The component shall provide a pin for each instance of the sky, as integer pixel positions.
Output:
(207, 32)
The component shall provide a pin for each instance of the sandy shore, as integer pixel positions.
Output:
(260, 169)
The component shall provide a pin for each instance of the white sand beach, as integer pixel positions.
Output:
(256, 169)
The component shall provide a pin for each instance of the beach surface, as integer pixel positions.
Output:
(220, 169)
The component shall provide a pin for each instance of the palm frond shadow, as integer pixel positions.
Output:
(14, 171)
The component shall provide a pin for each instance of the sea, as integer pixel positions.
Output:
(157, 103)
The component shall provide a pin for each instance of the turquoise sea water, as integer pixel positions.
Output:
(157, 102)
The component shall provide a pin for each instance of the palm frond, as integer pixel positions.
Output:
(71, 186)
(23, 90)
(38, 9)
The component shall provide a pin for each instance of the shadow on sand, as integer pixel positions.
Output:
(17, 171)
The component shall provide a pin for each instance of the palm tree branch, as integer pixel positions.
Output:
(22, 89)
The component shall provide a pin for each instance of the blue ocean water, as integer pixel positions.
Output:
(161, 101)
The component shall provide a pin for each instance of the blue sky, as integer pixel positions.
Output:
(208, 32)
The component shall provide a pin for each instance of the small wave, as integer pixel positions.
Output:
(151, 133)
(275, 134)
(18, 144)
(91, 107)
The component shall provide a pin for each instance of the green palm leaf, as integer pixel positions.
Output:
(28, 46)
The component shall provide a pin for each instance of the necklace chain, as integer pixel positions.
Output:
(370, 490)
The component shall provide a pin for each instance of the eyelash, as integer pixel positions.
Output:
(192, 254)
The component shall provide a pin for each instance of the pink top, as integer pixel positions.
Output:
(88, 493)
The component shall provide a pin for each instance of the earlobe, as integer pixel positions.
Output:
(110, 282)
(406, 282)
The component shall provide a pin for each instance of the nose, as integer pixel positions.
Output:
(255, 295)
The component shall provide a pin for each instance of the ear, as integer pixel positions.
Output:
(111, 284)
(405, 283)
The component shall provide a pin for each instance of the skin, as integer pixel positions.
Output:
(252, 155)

__________

Going line by line through the listing above, count those that contain "beach" and give only the result.

2